-- begin --

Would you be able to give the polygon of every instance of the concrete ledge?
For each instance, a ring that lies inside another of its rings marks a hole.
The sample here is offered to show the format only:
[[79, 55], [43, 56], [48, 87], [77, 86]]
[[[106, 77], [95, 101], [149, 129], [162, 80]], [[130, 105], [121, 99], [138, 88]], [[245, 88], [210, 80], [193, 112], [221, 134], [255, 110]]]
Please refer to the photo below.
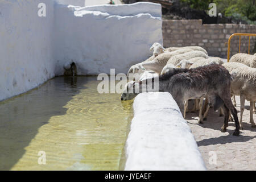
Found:
[[126, 141], [125, 170], [205, 170], [179, 108], [167, 92], [138, 95]]

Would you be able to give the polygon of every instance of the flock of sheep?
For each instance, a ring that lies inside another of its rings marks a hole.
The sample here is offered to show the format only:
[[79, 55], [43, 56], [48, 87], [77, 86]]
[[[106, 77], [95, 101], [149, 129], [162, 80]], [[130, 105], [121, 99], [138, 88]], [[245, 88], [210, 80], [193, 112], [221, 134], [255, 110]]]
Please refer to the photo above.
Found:
[[[192, 111], [199, 110], [200, 123], [207, 119], [208, 111], [213, 106], [214, 110], [220, 110], [220, 116], [225, 115], [221, 131], [226, 131], [228, 121], [233, 119], [232, 114], [236, 123], [233, 134], [239, 135], [240, 128], [243, 129], [242, 115], [247, 100], [250, 103], [250, 122], [251, 127], [256, 127], [253, 115], [253, 110], [256, 110], [256, 53], [237, 53], [229, 63], [224, 63], [220, 57], [209, 57], [206, 50], [199, 46], [164, 48], [155, 43], [150, 50], [153, 52], [150, 57], [129, 69], [127, 75], [137, 73], [139, 77], [126, 84], [122, 100], [133, 99], [138, 94], [134, 92], [136, 88], [141, 93], [143, 86], [147, 88], [143, 84], [147, 85], [148, 79], [154, 80], [158, 77], [158, 90], [146, 92], [170, 92], [184, 118], [188, 100], [195, 99]], [[239, 122], [233, 106], [236, 106], [234, 96], [240, 96]]]

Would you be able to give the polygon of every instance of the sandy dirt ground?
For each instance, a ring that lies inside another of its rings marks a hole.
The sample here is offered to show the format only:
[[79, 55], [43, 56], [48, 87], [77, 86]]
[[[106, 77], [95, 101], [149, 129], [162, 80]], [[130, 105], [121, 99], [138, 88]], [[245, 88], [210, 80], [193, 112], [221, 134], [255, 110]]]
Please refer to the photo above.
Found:
[[[239, 96], [236, 97], [238, 117], [240, 117]], [[192, 103], [192, 105], [193, 103]], [[220, 130], [224, 118], [210, 109], [207, 121], [198, 123], [198, 112], [188, 113], [186, 120], [195, 136], [208, 170], [256, 170], [256, 128], [250, 123], [250, 103], [246, 101], [243, 114], [244, 129], [240, 136], [232, 135], [234, 123], [229, 122], [226, 133]], [[256, 114], [253, 114], [256, 121]]]

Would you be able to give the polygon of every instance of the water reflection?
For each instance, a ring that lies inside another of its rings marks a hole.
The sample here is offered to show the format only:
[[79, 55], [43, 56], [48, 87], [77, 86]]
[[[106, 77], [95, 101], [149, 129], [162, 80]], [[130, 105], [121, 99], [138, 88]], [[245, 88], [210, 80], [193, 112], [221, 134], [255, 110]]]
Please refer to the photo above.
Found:
[[96, 80], [57, 77], [0, 102], [0, 169], [118, 169], [131, 102], [98, 93]]

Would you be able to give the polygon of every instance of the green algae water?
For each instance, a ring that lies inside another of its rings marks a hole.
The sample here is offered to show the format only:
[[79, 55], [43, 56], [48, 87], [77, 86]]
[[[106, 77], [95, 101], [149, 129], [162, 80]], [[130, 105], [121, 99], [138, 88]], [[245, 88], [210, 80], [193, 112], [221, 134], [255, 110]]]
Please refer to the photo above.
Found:
[[98, 83], [59, 77], [1, 102], [0, 169], [118, 170], [132, 103]]

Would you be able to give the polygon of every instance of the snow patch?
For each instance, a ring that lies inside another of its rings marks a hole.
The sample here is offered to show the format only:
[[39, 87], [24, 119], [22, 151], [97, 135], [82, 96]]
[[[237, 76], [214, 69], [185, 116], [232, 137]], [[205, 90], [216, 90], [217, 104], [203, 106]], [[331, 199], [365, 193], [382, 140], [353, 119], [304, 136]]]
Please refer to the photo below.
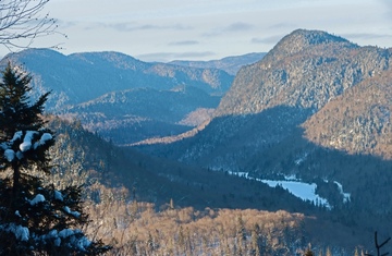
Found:
[[64, 199], [60, 191], [54, 191], [54, 199], [61, 202]]
[[5, 230], [8, 232], [13, 233], [16, 240], [19, 241], [28, 241], [29, 239], [28, 228], [20, 224], [16, 225], [15, 223], [9, 223], [9, 224], [0, 225], [0, 230]]
[[15, 151], [12, 149], [5, 149], [4, 157], [9, 162], [12, 162], [15, 158]]
[[271, 187], [282, 186], [284, 190], [287, 190], [294, 196], [303, 199], [310, 200], [314, 205], [322, 205], [328, 209], [331, 209], [328, 200], [316, 194], [317, 184], [316, 183], [304, 183], [298, 181], [269, 181], [260, 180], [262, 183], [268, 184]]
[[338, 185], [338, 190], [341, 193], [341, 195], [343, 196], [343, 203], [348, 203], [351, 200], [351, 194], [350, 193], [344, 193], [343, 191], [343, 185], [336, 181], [334, 181], [333, 183], [335, 183]]
[[26, 135], [23, 138], [23, 143], [20, 145], [21, 151], [24, 153], [24, 151], [27, 151], [27, 150], [29, 150], [32, 148], [32, 144], [33, 144], [32, 141], [33, 141], [33, 136], [35, 134], [38, 134], [38, 132], [36, 132], [36, 131], [27, 131], [26, 132]]
[[30, 200], [30, 205], [36, 205], [38, 203], [45, 202], [45, 196], [41, 194], [37, 194], [33, 200]]
[[16, 139], [20, 139], [23, 135], [22, 131], [17, 131], [16, 133], [14, 133], [14, 136], [11, 139], [11, 143], [14, 143]]
[[[317, 184], [316, 183], [304, 183], [301, 181], [270, 181], [270, 180], [261, 180], [261, 179], [253, 179], [249, 176], [248, 172], [231, 172], [231, 175], [243, 176], [248, 180], [256, 180], [258, 182], [262, 182], [271, 187], [282, 186], [284, 190], [287, 190], [294, 196], [303, 199], [303, 200], [310, 200], [314, 205], [322, 205], [328, 209], [331, 209], [330, 204], [323, 197], [320, 197], [316, 194]], [[293, 178], [293, 176], [290, 176]], [[294, 179], [296, 179], [294, 176]]]

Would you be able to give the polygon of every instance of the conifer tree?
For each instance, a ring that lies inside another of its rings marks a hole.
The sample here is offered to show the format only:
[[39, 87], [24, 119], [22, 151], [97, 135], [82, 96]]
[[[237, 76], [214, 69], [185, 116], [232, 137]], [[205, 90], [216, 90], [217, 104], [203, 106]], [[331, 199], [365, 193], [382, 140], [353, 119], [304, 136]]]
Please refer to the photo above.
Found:
[[54, 144], [42, 121], [49, 93], [30, 102], [30, 76], [9, 63], [0, 82], [0, 255], [98, 255], [110, 247], [93, 242], [82, 187], [44, 185]]

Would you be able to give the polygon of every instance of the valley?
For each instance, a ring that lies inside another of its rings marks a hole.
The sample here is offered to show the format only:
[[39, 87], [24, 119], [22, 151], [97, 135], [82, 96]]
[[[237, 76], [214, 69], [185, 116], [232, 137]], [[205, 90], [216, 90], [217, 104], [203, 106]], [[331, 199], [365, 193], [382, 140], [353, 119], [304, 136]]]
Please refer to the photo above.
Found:
[[268, 53], [208, 62], [28, 49], [0, 64], [29, 72], [33, 97], [51, 90], [52, 154], [71, 159], [58, 179], [78, 167], [69, 175], [105, 220], [90, 232], [118, 249], [354, 255], [392, 230], [391, 57], [297, 29]]

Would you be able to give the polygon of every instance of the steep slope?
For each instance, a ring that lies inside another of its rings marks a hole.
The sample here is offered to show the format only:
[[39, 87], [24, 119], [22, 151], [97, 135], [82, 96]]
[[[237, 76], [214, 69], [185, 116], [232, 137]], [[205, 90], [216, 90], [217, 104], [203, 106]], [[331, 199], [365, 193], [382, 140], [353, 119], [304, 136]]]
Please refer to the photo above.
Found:
[[392, 159], [392, 70], [328, 102], [304, 123], [307, 139], [348, 151]]
[[392, 168], [391, 56], [391, 49], [359, 47], [324, 32], [295, 31], [238, 72], [204, 130], [138, 147], [213, 170], [315, 182], [336, 208], [346, 207], [338, 182], [352, 193], [352, 210], [372, 215], [382, 206], [378, 214], [392, 212], [383, 193]]
[[218, 115], [258, 113], [285, 105], [317, 111], [364, 78], [389, 69], [391, 52], [358, 47], [324, 32], [298, 29], [262, 61], [243, 68]]
[[331, 99], [389, 69], [390, 56], [390, 50], [358, 47], [324, 32], [295, 31], [238, 72], [216, 118], [188, 143], [174, 146], [174, 157], [242, 170], [240, 159], [278, 144]]
[[217, 69], [146, 63], [119, 52], [28, 49], [9, 54], [0, 66], [8, 61], [32, 74], [33, 97], [51, 90], [48, 111], [79, 119], [120, 144], [189, 130], [177, 123], [197, 109], [215, 109], [233, 81]]
[[52, 90], [47, 108], [61, 110], [103, 94], [131, 88], [172, 89], [179, 85], [224, 94], [233, 80], [224, 71], [163, 63], [146, 63], [119, 52], [86, 52], [63, 56], [48, 49], [28, 49], [7, 56], [34, 76], [38, 93]]
[[191, 126], [180, 124], [183, 119], [199, 108], [215, 109], [219, 100], [220, 97], [191, 86], [174, 90], [136, 88], [112, 92], [69, 108], [63, 117], [81, 120], [89, 131], [124, 145], [186, 132], [208, 117]]
[[244, 56], [226, 57], [221, 60], [210, 61], [171, 61], [170, 64], [203, 68], [203, 69], [218, 69], [235, 75], [244, 65], [253, 64], [260, 61], [266, 56], [266, 52], [253, 52]]

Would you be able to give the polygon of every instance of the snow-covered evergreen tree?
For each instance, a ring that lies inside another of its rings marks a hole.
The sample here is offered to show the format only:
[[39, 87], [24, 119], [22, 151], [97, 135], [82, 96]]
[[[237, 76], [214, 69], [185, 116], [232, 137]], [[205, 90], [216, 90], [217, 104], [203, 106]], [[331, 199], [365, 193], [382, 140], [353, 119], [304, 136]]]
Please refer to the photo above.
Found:
[[50, 174], [52, 132], [45, 129], [44, 103], [30, 102], [30, 76], [9, 64], [0, 83], [0, 255], [98, 255], [110, 247], [81, 228], [82, 187], [56, 190], [33, 170]]

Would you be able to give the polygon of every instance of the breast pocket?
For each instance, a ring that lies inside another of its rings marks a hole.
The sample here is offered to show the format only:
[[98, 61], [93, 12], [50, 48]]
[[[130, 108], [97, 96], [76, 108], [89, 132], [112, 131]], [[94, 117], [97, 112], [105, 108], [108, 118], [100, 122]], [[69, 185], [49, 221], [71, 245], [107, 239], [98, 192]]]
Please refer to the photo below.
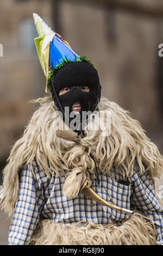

-- end --

- **Problem statement**: Retype the stretch of lines from the one containing "sandy dirt ground?" through the one containing "114], [256, 121]]]", both included, with nothing changed.

- **Solved problem**:
Would you be able to give the polygon of every instance of the sandy dirt ground?
For each instance, a ring that lies inside another of its rings marks a hole.
The sample here is offered to show the format only:
[[79, 55], [43, 56], [48, 87], [77, 86]]
[[[106, 77], [95, 101], [149, 129], [162, 80]], [[130, 105], [121, 99], [138, 88]], [[245, 88], [210, 80], [193, 112], [221, 134], [255, 110]]]
Please refer to the photo above.
Found:
[[[239, 96], [236, 97], [238, 117], [240, 117]], [[192, 103], [192, 105], [193, 103]], [[220, 130], [224, 118], [210, 109], [207, 121], [198, 123], [198, 112], [188, 113], [186, 120], [195, 136], [208, 170], [256, 170], [256, 128], [250, 123], [250, 103], [246, 101], [243, 114], [244, 129], [240, 136], [232, 135], [234, 123], [229, 122], [226, 133]], [[256, 114], [253, 114], [256, 121]]]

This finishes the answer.